* _AUSZUG_:
-----
Cancel Culture

»Die beste Waffe ist weiterzumachen«

»Ich setze auf Dialog, auf den Austausch von Meinungen«: David Hermlin Foto: Sascha Kommer

Cancel Culture

»Die beste Waffe ist weiterzumachen«

Anti-Israel-Kampagnen führen zunehmend auch zum Cancelling von Künstlern. Der Musiker David Hermlin sagt, er erlebe es gerade in der Swing-Szene. Ein Gespräch über offenen Hass und wie man damit umgeht

von Sophie Albers Ben Chamo  11.09.2025 09:08 Uhr

Herr Hermlin, Sie haben geschildert, dass Sie auf dem Herräng Dance Camp von einer Jam Session ausgeschlossen worden sind. Wie geht es Ihnen heute?
Es bedrückt mich. Ich will doch einfach nur Musik machen. Das ist mein Leben, das, was ich immer machen wollte und weiterhin tun möchte: Swing Musik spielen. Andererseits ich bin auch hoffnungsvoll, weil ich in den sozialen Medien viele positive Kommentare lese und aufmunternde Reaktionen bekomme von Menschen, die mich unterstützen. Das heißt, dass nicht alles verloren ist, dass es trotz allem Menschen gibt, die sehen, dass man Menschen, die einen anderen Hintergrund oder andere politische Meinungen haben, nicht ausgrenzen und boykottieren sollte. Ich würde auch niemanden boykottieren, nur weil er eine Palästinaflagge als Pin trägt oder eine Kufiya.
-----
* _BEREITGESTELLTE ANGABEN_:
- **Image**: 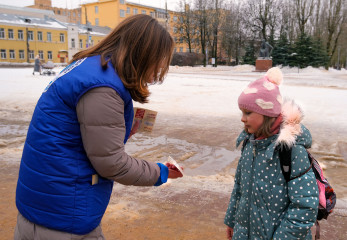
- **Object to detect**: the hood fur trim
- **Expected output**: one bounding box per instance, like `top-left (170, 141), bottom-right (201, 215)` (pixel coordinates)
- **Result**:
top-left (275, 100), bottom-right (304, 148)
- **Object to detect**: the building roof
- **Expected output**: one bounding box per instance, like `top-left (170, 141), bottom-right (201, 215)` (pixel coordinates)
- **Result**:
top-left (0, 13), bottom-right (66, 29)
top-left (0, 4), bottom-right (54, 16)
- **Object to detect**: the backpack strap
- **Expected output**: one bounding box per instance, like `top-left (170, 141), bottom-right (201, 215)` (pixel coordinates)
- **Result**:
top-left (278, 147), bottom-right (292, 182)
top-left (241, 138), bottom-right (249, 152)
top-left (278, 147), bottom-right (313, 182)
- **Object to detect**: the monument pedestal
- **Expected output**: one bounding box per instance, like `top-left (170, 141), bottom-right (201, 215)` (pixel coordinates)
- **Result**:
top-left (255, 59), bottom-right (272, 72)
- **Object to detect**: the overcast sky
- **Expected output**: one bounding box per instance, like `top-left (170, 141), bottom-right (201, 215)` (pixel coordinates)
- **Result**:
top-left (0, 0), bottom-right (179, 10)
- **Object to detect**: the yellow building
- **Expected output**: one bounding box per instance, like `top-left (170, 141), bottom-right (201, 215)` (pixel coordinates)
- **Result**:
top-left (0, 5), bottom-right (110, 63)
top-left (81, 0), bottom-right (189, 52)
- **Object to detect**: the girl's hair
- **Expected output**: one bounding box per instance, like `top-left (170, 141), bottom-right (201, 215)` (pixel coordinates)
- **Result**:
top-left (245, 115), bottom-right (276, 138)
top-left (70, 14), bottom-right (174, 103)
-----
* _AUFGABEN_:
A – Beantworten Sie anhand des Auszugs diese Fragen:
(i) Wo wurde David Hermlin nach eigener Schilderung von einer Jam Session ausgeschlossen?
(ii) In welcher Musikszene erlebt er laut Einleitung das Cancelling von Künstlern?
(iii) Welche zwei Dinge nennt er, derentwegen er niemanden boykottieren würde, der sie trägt?
B – Schreiben Sie alles im Auszug von „von Sophie Albers“ bis hinunter zu „es Ihnen heute?“ neu und setzen Sie dabei „Tanzveranstaltung“ an die Stelle von „Jam Session“.

* _ERGEBNISSE JE AUFGABE_:
A –
(i) Auf dem Herräng Dance Camp.
(ii) In der Swing-Szene.
(iii) Eine Palästinaflagge als Pin und eine Kufiya.

B –
von Sophie Albers Ben Chamo  11.09.2025 09:08 Uhr

Herr Hermlin, Sie haben geschildert, dass Sie auf dem Herräng Dance Camp von einer Tanzveranstaltung ausgeschlossen worden sind. Wie geht es Ihnen heute?